• TEXTE PRÉSENTÉ
──────
Alors que trop d’individus semblent s’émouvoir de la mort d’un lion au Zimbabwe, d’autres reprochent à l’humanité d’accorder une attention disproportionnée à cet évènement à la fois tragique et ordinaire, alors que des enfants meurent de famine et que des femmes autochtones disparaissent dans la plus grande indifférence. Tout le monde a un peu tort et raison à la fois.

«Je vais commencer à porter un costume de lion quand je sors de chez moi, comme ça, si je me fais tirer dessus, les gens vont être émus», a lancé sur Twitter Roxane Gay, l’auteure de Bad Feminist, pour mettre en opposition le manque d’intérêt à l’égard des afro-américains abattus par des policiers, par rapport à l’élan de sympathie suscité par Cecil le lion.

Opposer deux tragédies de la sorte mène rarement à l’avancement de l’humanité. Premièrement parce qu’il est possible de s’émouvoir à la fois de la mort d’un spécimen protégé ET du drame qui s’abat quotidiennement sur les populations les plus vulnérables. On a vécu un épisode éloquent de ce genre de manichéisme lorsque la mort de Steve Jobs, qui émouvait une large portion de la population, a été opposée à la famine qui faisait alors des milliers de victimes dans l’Est de l’Afrique. Des gens ont partagé en masse l’image intitulée «One dies, million cry. Million die, no one cries.», le cœur au poing, la rage au ventre, pour retomber dans le confort de leur indifférence le jour suivant. Voilà ce que le sociologue Luc Boltanski appelait «souffrir à distance» : s’émouvoir sans vraiment pouvoir y faire quoique ce soit.

Ensuite, une fois qu’on s’entend sur le fait qu’il y a des drames plus ou moins graves, comment classe-t-on ces drames de façon à s’en indigner adéquatement au moment opportun? Faut-il accorder une seule minute de deuil à Cecil le lion et souffrir en silence plusieurs jours en solidarité avec les enfants des bidonvilles? Et une fois qu’on s’indigne du sort des plus démunis, que fait-on? Comment peut-on intervenir? Vous pouvez bien donner de l’argent à Vision Mondiale pour acheter un peu de tranquillité d’esprit, mais on vous apprendra tôt ou tard que cette organisation chrétienne déverse ses valeurs des années 50 sur les pays du tiers-monde tout en maintenant des frais administratifs déraisonnables.
──────
• ENTRÉES
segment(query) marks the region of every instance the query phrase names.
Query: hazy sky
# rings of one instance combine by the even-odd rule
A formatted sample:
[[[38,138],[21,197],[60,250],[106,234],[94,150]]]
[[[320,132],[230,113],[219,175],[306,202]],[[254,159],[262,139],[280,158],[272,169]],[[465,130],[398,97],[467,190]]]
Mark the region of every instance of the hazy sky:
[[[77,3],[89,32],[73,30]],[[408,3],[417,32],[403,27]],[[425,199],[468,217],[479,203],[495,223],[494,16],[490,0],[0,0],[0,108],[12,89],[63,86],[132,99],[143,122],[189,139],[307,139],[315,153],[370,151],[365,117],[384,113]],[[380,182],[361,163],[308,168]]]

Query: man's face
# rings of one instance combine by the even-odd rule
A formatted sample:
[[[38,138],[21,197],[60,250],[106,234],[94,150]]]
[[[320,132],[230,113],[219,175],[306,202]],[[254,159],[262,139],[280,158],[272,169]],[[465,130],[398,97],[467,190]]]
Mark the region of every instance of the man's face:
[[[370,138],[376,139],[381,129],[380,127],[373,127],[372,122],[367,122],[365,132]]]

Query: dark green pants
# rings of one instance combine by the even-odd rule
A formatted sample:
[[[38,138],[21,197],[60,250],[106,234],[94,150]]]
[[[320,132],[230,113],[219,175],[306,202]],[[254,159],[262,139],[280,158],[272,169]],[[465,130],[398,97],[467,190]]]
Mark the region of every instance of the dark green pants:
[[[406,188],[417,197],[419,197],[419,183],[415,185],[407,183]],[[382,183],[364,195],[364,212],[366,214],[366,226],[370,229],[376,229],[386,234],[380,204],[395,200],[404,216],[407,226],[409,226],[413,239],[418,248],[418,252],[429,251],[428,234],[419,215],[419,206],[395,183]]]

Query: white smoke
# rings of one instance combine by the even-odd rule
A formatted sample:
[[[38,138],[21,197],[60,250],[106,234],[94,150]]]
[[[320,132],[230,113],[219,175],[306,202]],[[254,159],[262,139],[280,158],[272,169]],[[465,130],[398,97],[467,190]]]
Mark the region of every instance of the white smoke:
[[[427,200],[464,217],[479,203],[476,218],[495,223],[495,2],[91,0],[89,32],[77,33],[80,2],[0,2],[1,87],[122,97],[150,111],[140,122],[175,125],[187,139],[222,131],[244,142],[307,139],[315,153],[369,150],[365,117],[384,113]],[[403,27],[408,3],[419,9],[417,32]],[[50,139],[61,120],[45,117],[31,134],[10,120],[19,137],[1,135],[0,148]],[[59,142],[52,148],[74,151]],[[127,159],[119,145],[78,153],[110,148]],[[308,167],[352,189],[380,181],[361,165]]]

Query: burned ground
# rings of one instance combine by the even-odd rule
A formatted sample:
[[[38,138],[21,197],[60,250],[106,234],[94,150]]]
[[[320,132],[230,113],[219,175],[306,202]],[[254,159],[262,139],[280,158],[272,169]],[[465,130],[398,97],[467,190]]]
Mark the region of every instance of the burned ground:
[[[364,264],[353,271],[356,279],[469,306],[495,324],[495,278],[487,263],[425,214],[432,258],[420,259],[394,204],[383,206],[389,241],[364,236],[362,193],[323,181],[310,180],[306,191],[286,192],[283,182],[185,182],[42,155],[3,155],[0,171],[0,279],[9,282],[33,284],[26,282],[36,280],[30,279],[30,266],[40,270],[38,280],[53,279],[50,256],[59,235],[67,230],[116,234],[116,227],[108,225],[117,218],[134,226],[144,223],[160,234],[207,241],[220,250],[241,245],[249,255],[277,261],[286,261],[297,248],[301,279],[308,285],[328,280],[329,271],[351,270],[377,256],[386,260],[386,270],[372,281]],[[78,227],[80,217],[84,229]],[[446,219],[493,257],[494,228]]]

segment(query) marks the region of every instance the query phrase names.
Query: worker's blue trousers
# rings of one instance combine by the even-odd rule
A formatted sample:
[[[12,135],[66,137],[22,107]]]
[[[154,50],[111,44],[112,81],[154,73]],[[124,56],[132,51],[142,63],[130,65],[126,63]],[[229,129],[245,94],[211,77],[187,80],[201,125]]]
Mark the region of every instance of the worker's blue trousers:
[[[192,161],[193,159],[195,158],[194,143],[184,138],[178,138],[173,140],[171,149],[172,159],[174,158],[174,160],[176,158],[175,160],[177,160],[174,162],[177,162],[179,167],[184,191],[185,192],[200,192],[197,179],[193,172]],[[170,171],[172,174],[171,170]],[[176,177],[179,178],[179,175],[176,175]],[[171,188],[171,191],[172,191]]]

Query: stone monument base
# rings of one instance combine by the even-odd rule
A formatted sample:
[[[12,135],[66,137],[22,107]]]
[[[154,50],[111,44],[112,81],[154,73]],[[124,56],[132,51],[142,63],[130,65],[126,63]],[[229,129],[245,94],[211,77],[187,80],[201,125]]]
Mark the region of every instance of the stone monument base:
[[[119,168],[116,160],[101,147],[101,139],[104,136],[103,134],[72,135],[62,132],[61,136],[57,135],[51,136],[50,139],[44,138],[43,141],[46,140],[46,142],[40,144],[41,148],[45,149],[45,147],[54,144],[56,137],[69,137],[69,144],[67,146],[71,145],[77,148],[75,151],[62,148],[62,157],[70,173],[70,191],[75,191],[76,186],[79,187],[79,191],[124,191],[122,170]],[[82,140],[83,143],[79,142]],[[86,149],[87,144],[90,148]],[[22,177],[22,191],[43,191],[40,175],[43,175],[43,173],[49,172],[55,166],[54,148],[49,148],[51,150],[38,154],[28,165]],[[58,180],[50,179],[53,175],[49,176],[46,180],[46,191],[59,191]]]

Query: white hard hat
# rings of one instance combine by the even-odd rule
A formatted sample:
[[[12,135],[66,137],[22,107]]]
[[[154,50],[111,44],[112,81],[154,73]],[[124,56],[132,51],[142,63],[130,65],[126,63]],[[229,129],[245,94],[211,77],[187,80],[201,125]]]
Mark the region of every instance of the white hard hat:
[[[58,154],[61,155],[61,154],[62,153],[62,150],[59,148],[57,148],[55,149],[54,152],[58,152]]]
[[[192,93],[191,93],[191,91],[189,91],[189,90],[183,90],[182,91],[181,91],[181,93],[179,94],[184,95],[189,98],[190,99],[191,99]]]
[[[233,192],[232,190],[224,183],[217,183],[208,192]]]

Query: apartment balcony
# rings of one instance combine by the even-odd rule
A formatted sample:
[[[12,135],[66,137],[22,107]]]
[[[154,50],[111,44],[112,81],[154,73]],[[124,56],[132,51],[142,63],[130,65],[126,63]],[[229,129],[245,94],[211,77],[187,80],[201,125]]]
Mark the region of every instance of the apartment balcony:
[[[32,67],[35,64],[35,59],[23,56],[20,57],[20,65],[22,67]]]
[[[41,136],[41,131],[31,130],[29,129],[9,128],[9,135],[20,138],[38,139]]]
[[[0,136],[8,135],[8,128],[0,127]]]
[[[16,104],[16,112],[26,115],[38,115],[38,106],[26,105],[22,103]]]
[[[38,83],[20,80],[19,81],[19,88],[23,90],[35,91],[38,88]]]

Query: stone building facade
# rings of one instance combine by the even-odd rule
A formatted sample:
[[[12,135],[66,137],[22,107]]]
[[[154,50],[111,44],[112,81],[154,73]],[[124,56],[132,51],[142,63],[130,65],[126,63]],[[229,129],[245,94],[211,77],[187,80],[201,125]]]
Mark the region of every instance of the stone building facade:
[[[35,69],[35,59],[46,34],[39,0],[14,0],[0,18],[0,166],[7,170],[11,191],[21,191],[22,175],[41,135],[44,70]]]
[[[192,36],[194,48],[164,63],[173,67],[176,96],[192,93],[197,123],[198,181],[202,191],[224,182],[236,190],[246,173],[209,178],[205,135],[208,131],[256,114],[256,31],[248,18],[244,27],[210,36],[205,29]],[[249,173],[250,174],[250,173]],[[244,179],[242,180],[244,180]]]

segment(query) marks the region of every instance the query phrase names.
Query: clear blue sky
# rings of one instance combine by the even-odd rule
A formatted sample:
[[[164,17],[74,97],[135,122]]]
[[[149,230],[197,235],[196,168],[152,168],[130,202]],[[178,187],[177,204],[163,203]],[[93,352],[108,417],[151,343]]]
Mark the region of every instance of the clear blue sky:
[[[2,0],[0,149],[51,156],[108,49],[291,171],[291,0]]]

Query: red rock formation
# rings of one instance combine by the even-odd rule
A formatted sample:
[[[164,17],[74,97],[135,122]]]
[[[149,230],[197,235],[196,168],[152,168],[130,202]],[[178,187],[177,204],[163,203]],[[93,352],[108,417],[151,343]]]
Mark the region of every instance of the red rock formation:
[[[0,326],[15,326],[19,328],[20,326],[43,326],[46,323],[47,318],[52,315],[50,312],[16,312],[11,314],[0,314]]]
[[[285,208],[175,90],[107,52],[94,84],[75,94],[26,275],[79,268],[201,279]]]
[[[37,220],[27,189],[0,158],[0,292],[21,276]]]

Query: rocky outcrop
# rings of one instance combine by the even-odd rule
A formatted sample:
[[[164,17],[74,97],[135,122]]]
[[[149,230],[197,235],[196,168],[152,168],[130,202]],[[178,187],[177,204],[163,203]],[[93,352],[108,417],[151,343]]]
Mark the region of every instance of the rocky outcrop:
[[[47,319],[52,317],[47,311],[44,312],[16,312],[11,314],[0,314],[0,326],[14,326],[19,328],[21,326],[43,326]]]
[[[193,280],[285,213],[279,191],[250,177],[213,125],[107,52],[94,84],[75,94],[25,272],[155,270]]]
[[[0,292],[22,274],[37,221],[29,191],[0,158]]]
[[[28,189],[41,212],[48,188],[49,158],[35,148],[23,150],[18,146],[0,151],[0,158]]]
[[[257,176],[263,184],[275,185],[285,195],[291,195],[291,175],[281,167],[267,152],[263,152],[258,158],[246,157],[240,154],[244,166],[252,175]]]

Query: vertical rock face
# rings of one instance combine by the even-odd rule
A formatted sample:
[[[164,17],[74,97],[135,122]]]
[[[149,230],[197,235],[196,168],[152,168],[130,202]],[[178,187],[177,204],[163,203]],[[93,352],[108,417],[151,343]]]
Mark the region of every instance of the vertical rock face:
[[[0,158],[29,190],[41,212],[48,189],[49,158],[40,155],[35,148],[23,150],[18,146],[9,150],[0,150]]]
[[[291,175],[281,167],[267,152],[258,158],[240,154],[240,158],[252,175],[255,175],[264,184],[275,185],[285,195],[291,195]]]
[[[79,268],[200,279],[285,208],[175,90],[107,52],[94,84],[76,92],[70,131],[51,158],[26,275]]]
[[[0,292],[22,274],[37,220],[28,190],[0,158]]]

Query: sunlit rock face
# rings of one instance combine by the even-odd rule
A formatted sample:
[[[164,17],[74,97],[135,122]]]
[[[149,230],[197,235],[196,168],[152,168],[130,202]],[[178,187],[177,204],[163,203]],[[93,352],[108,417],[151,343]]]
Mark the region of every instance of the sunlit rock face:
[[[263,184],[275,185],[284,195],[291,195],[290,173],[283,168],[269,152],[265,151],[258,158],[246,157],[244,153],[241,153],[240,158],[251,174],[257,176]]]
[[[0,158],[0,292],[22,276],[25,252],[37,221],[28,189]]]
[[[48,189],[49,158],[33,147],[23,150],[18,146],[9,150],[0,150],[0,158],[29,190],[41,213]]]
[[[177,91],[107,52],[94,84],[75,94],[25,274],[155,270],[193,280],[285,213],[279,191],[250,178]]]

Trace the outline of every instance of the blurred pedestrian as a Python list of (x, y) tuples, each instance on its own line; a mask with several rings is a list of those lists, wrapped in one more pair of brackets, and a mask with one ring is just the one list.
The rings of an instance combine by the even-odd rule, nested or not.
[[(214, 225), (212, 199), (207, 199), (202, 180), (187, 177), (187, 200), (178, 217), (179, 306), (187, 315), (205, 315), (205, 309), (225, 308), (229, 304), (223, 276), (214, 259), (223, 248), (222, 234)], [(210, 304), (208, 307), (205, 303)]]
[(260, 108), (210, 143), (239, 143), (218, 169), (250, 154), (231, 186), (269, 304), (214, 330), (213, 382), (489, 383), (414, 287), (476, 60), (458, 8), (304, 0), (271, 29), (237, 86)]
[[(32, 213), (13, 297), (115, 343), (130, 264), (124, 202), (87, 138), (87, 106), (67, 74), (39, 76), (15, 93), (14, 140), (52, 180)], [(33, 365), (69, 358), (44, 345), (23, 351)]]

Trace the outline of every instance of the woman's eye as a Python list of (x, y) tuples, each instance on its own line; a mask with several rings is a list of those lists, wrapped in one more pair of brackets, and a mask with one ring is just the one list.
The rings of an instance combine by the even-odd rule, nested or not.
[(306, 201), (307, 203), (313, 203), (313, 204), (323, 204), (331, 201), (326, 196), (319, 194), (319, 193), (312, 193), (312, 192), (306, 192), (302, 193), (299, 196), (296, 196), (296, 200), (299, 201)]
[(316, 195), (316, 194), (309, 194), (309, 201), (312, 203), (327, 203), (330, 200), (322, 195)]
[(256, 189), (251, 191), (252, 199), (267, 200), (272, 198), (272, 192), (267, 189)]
──────
Reprenez le texte sur l'émoi suscité par la mort de Cecil le lion en l'écrivant à la suite de sa dernière phrase.

• RÉSULTAT OBTENU
La complexité de telles situations pousse depuis toujours l’humain à dresser une barrière psychologique entre un phénomène sur lequel il a peu d’emprise et sa propre quiétude. Sinon, l’humain serait toujours malheureux. Le cœur choisit ses combats et en terme de souffrance, ce n’est pas tant la gravité du drame qui détermine notre degré de compassion, mais la règle de proximité. On accordera plus d’attention à une nouvelle à laquelle on peut s’identifier, soit parce que les protagonistes nous ressemblent, ou parce que l’événement a eu lieu physiquement près de nous.

La mort du lion Cecil a généré plus de 1,5 million de mentions dans le monde, selon Influence Communication. En comparaison, la crise de Ferguson ayant suivi le meurtre de Michael Brown par un policier blanc avait généré 106 000 articles de journaux et 650 000 mentions dans les médias électroniques. Plusieurs facteurs peuvent entrer en jeu dans la couverture médiatique d’un événement, notamment le manque de concurrence pour notre attention durant la période estivale. Mais connaissant la règle de proximité, il est tout de même étonnant qu’on semble se sentir plus près d’un lion au Zimbabwe que d’un jeune Noir à une dizaine d’heures de voiture de chez nous.